TEXT PROVIDED »
+-------+

Initially Promising Agents

A number of initially promising biologic agents, such as IL-2 , for example, produced a few cases of long-term survival, a response rate of less than 10%, and very severe toxicity. “There might be some 5-year survival advantage for IL-2,” he said, “but the results are pretty gray after 15 years of clinical trials.”

For adjuvant interferon, some clinical trials have shown some clinical benefit, even considering the quality of life issues the agent imposes, he noted, but the significant toxicities are definitely anegative factor. “In addition, the long periods needed to run trials have complicated evaluation of these therapies,” he said. Whether the agents’ benefits justify the toxicities experienced by patients is a question that society and not science must answer, he commented.

“In general,” Dr. Parkinson said, “the nonspecific cellular therapies tried in the past do not appear to have provided proven clinical benefit.” The heterogeneity of both tumors and patients, as well as an incomplete understanding of the mechanisms of response and resistance, defeated the early biologics, he noted. The future of more useful biologic therapies lies in the far more detailed understanding of the cellular mechanisms of individual patients that past, apparently unsuccessful, research has made possible.

Today, instead of grouping therapies into categories based on their technological basis (eg, chemotherapy vs biologics), researchers are grouping them based on their strategic relationship to the evolution of cancer. Some of the experimental therapies use what Dr. Parkinson called a “direct” approach, acting against the cancer cells themselves. Others, which he termed “indirect” approaches, target elements of the microenvironment in which the cancer cells develop and multiply.

“Therapies using these two approaches might combine agents drawn from either the traditional arsenal of chemotherapy and radiation or the newer one of biologics,” he said. “For example, Herceptin [trastuzumab], an antibody agent, synergizes with conventional chemotherapy agents for breast cancer” to produce a better result than either can alone.

Important new targets of research include signal inhibition, targeted therapeutics, and immunotherapy, Dr. Parkinson said. Especially promising are apoptosis and angiogenesis inhibition, he observed.

“A new generation of therapeutics directed at programmed cell death is under development. Using antisense agents to shut down any gene in a cancer is theoretically possible,” he said, but is very difficult in vivo and extremely expensive, currently costing more than $10,000 a course per patient.

+-------+

DATA »
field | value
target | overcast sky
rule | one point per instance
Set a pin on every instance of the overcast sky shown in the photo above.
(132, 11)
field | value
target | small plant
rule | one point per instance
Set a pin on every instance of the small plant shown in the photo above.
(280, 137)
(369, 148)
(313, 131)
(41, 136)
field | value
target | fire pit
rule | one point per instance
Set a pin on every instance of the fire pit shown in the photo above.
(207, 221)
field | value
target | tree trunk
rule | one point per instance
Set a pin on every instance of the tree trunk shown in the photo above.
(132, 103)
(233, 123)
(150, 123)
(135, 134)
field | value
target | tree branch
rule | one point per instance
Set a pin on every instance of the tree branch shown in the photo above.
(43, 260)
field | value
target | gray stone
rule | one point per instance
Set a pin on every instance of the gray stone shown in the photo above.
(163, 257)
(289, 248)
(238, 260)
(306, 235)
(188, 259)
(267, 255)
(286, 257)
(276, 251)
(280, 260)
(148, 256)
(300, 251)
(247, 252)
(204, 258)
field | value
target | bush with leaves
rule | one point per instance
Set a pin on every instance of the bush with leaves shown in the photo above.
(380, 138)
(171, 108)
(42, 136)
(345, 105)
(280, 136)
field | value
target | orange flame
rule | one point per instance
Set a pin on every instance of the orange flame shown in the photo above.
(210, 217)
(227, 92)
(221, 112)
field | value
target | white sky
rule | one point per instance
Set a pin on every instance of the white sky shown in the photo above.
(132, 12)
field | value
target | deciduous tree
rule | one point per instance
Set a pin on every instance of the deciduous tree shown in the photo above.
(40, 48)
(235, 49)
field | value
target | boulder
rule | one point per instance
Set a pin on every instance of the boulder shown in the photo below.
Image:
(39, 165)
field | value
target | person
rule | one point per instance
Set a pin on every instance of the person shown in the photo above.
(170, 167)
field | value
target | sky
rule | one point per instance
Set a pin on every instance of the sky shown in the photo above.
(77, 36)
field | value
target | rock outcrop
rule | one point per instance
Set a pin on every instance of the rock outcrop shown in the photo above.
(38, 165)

+-------+

WHAT TO WORK ON »
1 - According to the text on biologic cancer therapies, how much does a course of antisense agents currently cost per patient?
2 - Set down the text on biologic cancer therapies from "A number of" up to and including "answer, he commented.".
The listing has no connection to the text on biologic cancer therapies.

ANSWERS TO THE TASKS »
1 - More than $10,000 a course per patient.

2 -
A number of initially promising biologic agents, such as IL-2 , for example, produced a few cases of long-term survival, a response rate of less than 10%, and very severe toxicity. “There might be some 5-year survival advantage for IL-2,” he said, “but the results are pretty gray after 15 years of clinical trials.”

For adjuvant interferon, some clinical trials have shown some clinical benefit, even considering the quality of life issues the agent imposes, he noted, but the significant toxicities are definitely anegative factor. “In addition, the long periods needed to run trials have complicated evaluation of these therapies,” he said. Whether the agents’ benefits justify the toxicities experienced by patients is a question that society and not science must answer, he commented.